→ **INSTRUÇÃO ESCRITA**:
Por favor, encontre nas entradas abaixo todas as linhas que contêm a palavra "bottle" e copie cada uma delas. Leve em conta a diferença entre maiúsculas e minúsculas.
═══ ENTRADAS MOSTRADAS ═══
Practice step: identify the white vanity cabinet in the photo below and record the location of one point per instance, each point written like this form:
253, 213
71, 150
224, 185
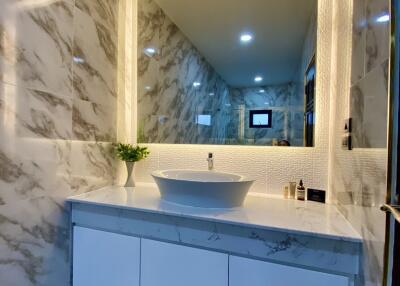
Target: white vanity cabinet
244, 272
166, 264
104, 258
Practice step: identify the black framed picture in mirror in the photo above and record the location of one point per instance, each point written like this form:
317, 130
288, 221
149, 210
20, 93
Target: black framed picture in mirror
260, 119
═══
═══ ENTRADAS MOSTRADAS ═══
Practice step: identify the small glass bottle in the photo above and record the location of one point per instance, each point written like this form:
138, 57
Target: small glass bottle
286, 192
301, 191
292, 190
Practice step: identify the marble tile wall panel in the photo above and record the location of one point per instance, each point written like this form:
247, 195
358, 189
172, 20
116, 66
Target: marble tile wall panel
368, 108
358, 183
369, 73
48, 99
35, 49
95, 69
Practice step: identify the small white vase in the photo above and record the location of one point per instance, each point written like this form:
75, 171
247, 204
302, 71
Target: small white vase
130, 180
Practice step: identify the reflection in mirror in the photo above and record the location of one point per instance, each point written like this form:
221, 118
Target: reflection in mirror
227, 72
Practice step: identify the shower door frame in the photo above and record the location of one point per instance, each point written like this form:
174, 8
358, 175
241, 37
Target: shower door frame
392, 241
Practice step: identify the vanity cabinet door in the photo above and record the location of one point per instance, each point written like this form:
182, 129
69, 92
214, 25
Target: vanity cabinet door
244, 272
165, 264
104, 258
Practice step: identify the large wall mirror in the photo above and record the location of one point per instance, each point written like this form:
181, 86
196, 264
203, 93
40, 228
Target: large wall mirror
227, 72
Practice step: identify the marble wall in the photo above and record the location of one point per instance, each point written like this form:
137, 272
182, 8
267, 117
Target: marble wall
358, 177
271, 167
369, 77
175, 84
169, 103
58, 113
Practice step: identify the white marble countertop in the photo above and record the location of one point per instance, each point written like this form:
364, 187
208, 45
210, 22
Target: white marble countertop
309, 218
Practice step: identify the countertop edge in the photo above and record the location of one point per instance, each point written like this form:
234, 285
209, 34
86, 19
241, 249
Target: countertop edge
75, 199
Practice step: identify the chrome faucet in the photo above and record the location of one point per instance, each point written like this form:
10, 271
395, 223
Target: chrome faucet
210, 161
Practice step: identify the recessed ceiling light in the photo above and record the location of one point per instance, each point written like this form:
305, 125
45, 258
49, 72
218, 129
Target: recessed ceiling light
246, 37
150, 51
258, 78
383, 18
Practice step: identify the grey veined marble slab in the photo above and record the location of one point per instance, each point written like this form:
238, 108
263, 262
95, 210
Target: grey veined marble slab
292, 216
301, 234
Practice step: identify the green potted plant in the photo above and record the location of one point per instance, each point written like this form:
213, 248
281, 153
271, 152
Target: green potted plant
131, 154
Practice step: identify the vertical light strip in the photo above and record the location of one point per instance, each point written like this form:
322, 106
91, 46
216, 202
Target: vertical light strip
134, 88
═══
═══ ENTRADAS MOSTRADAS ═══
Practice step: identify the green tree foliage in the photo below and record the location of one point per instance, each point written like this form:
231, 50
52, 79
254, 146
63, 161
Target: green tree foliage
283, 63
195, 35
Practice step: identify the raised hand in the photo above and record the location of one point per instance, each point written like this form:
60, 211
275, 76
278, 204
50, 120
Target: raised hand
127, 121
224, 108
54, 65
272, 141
═══
→ **RESPOSTA ESPERADA**:
Practice step: identify the small glass bottle in the photo above and record the location of one point per instance, each point written like this form:
Target: small glass bottle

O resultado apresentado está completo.